Edit the entries below so that every "top-left corner" becomes "upper-left corner", and leave the rest unchanged.

**Given entries:**

____________________

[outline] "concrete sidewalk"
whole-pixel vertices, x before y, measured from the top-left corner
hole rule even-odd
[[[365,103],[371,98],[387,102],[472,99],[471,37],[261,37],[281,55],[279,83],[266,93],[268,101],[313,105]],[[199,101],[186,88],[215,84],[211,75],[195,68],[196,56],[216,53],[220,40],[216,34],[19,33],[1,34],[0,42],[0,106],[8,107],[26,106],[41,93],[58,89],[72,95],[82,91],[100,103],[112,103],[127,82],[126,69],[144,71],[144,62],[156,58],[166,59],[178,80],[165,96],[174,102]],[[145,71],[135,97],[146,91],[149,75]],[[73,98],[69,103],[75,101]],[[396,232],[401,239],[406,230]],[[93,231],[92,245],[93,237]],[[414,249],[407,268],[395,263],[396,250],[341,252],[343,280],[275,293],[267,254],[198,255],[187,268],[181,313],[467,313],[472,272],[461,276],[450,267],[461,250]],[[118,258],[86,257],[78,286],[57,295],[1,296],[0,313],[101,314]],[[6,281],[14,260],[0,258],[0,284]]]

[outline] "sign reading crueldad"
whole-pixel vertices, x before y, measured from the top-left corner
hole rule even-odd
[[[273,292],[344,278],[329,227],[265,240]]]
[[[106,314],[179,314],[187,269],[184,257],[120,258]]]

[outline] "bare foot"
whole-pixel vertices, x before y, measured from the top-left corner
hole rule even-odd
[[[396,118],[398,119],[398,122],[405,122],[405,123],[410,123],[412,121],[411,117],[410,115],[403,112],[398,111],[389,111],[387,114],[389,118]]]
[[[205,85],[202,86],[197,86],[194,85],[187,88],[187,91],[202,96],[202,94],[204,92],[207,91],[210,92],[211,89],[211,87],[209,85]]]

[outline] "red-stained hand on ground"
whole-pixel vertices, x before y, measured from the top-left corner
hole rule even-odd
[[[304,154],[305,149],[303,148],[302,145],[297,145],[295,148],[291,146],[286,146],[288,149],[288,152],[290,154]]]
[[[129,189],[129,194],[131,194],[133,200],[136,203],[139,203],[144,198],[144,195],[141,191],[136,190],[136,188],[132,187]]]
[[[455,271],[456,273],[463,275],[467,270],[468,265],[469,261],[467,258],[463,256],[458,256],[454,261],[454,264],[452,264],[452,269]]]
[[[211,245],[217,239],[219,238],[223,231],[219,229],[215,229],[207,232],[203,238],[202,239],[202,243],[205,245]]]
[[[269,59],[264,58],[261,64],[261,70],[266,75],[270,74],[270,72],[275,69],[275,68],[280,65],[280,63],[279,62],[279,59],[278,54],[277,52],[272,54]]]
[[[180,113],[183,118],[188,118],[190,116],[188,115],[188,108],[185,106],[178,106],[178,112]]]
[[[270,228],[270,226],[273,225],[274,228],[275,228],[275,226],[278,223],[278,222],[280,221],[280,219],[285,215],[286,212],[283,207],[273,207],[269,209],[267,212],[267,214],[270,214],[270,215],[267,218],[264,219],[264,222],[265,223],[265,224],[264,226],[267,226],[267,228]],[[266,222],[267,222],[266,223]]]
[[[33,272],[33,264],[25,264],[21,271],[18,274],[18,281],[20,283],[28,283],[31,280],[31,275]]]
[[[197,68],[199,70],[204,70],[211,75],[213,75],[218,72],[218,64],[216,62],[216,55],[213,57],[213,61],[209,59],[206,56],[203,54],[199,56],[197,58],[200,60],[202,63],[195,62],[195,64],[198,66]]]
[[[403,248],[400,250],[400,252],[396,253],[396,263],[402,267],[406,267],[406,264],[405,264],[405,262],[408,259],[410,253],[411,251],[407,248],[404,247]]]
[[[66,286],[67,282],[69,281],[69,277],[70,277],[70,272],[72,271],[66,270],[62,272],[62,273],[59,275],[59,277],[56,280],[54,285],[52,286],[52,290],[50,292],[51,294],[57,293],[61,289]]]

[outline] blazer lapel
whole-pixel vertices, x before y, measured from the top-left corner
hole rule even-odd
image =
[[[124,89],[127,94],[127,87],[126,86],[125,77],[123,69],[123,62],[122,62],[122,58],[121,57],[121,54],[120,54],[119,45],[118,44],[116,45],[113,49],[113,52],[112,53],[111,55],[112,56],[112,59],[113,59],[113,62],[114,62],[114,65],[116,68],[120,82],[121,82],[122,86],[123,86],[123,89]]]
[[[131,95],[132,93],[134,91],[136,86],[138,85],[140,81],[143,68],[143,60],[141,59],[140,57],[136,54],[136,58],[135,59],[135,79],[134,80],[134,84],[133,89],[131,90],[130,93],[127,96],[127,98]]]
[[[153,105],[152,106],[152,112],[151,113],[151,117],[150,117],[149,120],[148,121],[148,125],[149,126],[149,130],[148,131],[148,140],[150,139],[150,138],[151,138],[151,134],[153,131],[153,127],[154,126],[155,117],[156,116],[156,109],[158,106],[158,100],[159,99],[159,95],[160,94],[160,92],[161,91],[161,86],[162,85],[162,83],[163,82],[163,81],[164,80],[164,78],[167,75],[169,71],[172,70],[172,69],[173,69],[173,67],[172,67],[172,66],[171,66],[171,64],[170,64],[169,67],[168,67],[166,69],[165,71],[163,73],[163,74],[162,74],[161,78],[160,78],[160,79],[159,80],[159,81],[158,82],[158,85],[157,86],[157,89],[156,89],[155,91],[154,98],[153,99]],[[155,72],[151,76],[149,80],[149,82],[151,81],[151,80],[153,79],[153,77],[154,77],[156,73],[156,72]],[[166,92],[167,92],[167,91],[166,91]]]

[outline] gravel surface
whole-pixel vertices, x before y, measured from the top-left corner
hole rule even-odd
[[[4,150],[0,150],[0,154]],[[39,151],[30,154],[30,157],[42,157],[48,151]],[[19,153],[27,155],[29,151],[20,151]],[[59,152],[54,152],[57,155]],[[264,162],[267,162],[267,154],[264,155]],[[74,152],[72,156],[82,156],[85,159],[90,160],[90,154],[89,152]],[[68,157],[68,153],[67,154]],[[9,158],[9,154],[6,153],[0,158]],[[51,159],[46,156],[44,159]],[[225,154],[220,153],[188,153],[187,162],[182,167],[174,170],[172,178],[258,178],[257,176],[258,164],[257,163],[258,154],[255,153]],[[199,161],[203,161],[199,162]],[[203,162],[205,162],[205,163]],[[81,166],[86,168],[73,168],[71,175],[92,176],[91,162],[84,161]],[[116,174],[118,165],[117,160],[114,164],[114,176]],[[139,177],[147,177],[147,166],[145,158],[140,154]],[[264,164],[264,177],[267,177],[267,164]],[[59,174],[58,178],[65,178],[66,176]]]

____________________

**The reply:**
[outline] "concrete sidewalk"
whole-pixel vertices, x before y, measured from the upper-left corner
hole rule even-odd
[[[365,103],[371,98],[387,102],[472,99],[471,37],[261,37],[281,55],[279,83],[266,93],[268,101],[313,105]],[[199,101],[186,88],[215,84],[211,75],[195,68],[196,56],[216,53],[220,40],[216,34],[19,33],[1,34],[0,42],[0,106],[8,107],[26,106],[41,93],[58,89],[72,95],[82,91],[100,103],[112,103],[127,82],[126,69],[144,71],[144,62],[156,58],[166,59],[178,80],[165,96],[174,102]],[[145,71],[135,97],[146,91],[149,75]],[[73,98],[69,103],[75,101]],[[396,232],[401,239],[406,230]],[[93,231],[92,245],[93,237]],[[414,249],[407,268],[395,263],[396,250],[341,252],[343,280],[275,293],[267,254],[198,255],[187,268],[181,313],[467,313],[472,272],[461,276],[450,267],[461,250]],[[118,258],[86,257],[78,286],[57,295],[1,296],[0,313],[101,314]],[[6,281],[14,260],[0,258],[0,284]]]

[outline] "sign reading crueldad"
whole-pixel vertices, x before y, measured from the upper-left corner
hole rule even-odd
[[[273,292],[344,278],[329,227],[265,240]]]
[[[106,314],[179,314],[187,269],[184,257],[120,258]]]

[outline] "bare foot"
whole-pixel vertices, x before y, measured from the upper-left corner
hole rule even-odd
[[[396,118],[398,119],[398,122],[405,122],[405,123],[410,123],[412,121],[411,117],[410,115],[403,112],[398,111],[389,111],[387,114],[389,118]]]
[[[205,85],[202,86],[197,86],[194,85],[187,88],[187,91],[202,96],[202,94],[204,92],[207,91],[210,92],[211,89],[211,87],[209,85]]]

[outline] "red-stained hand on ground"
whole-pixel vertices, x before y, measured from the upper-left corner
hole rule even-odd
[[[304,154],[305,149],[303,148],[302,145],[297,145],[295,148],[291,146],[286,146],[288,149],[288,152],[290,154]]]
[[[129,189],[129,194],[131,194],[133,200],[136,203],[139,203],[144,198],[144,195],[141,191],[136,190],[136,188],[132,187]]]
[[[455,271],[456,273],[463,275],[467,270],[468,265],[469,261],[467,258],[463,256],[458,256],[454,261],[454,264],[452,264],[452,269]]]
[[[211,245],[217,239],[219,238],[223,231],[219,229],[215,229],[207,232],[203,238],[202,239],[202,243],[205,245]]]
[[[269,59],[264,58],[261,64],[261,70],[266,75],[270,74],[270,72],[275,69],[275,68],[280,65],[280,63],[279,62],[279,59],[278,54],[277,52],[272,54]]]
[[[180,113],[183,118],[188,118],[190,116],[188,115],[188,108],[185,106],[178,106],[178,112]]]
[[[270,228],[270,226],[273,225],[274,228],[275,228],[275,226],[278,223],[278,222],[280,221],[280,219],[285,215],[286,212],[283,207],[273,207],[269,209],[267,212],[267,214],[270,214],[270,215],[267,218],[264,219],[264,222],[265,223],[265,224],[264,226],[267,226],[267,228]],[[266,222],[267,222],[266,223]]]
[[[33,272],[33,264],[25,264],[21,271],[18,274],[18,281],[20,283],[28,283],[31,280],[31,275]]]
[[[197,68],[199,70],[204,70],[211,75],[213,75],[218,72],[218,64],[216,62],[216,55],[213,57],[213,61],[209,59],[206,56],[203,54],[199,56],[197,58],[200,60],[202,63],[195,62],[195,64],[198,66]]]
[[[403,248],[400,250],[400,252],[396,253],[396,263],[402,267],[406,267],[406,264],[405,264],[405,262],[408,259],[410,253],[411,251],[407,248],[404,247]]]
[[[66,286],[67,282],[69,281],[69,277],[70,277],[70,272],[72,271],[66,270],[62,272],[62,273],[59,275],[59,277],[56,280],[54,285],[52,286],[52,290],[50,292],[51,294],[57,293],[61,289]]]

[outline] blazer lapel
whole-pixel vertices, x before y, measured from the upper-left corner
hole rule even-odd
image =
[[[124,89],[127,94],[127,87],[126,86],[125,77],[123,69],[123,62],[122,62],[122,58],[121,57],[121,54],[120,54],[119,45],[118,44],[116,45],[113,49],[113,52],[112,53],[111,55],[112,56],[112,59],[113,59],[113,62],[114,62],[114,65],[116,68],[120,82],[121,82],[122,86],[123,86],[123,89]]]
[[[131,95],[132,93],[134,91],[136,86],[138,85],[140,81],[143,68],[143,60],[141,59],[140,57],[136,54],[136,58],[135,59],[135,79],[134,80],[134,84],[133,89],[131,90],[130,93],[127,96],[127,98]]]
[[[153,105],[152,106],[152,112],[151,113],[151,117],[150,117],[149,120],[148,121],[148,125],[149,126],[149,130],[148,131],[148,140],[150,139],[150,138],[151,138],[151,134],[153,131],[153,127],[154,126],[155,117],[156,116],[156,109],[158,106],[158,100],[159,99],[159,95],[160,94],[160,92],[161,91],[161,86],[162,85],[162,83],[163,82],[163,81],[164,80],[164,78],[167,75],[169,71],[172,70],[172,69],[173,69],[173,67],[172,67],[172,66],[171,66],[171,64],[170,64],[169,67],[168,67],[166,69],[165,71],[163,73],[163,74],[162,74],[161,78],[160,78],[160,79],[159,80],[159,81],[158,82],[158,85],[157,86],[157,89],[156,89],[155,91],[154,98],[153,99]],[[155,72],[151,76],[149,80],[149,82],[151,81],[151,80],[153,79],[153,77],[154,77],[156,73],[156,72]],[[166,92],[167,92],[167,91],[166,91]]]

[outline] gravel surface
whole-pixel vertices, x before y, measured from the upper-left corner
hole rule even-odd
[[[4,150],[0,150],[0,154]],[[39,151],[30,154],[30,157],[42,157],[48,151]],[[19,153],[27,155],[29,151],[20,151]],[[59,152],[54,152],[57,155]],[[264,162],[267,162],[267,154],[264,155]],[[74,152],[72,156],[82,156],[85,159],[90,160],[90,154],[89,152]],[[68,157],[68,153],[67,154]],[[9,158],[9,154],[6,153],[0,158]],[[51,159],[46,156],[44,159]],[[225,154],[220,153],[188,153],[187,162],[182,167],[174,170],[172,178],[258,178],[257,176],[258,164],[257,163],[258,154],[255,153]],[[199,161],[203,161],[199,162]],[[203,162],[205,162],[205,163]],[[81,166],[86,168],[73,168],[71,175],[92,176],[91,162],[84,161]],[[116,174],[118,165],[117,160],[114,164],[114,176]],[[139,177],[147,177],[147,166],[145,158],[140,154]],[[264,164],[264,177],[267,177],[267,164]],[[59,174],[58,178],[65,178],[66,176]]]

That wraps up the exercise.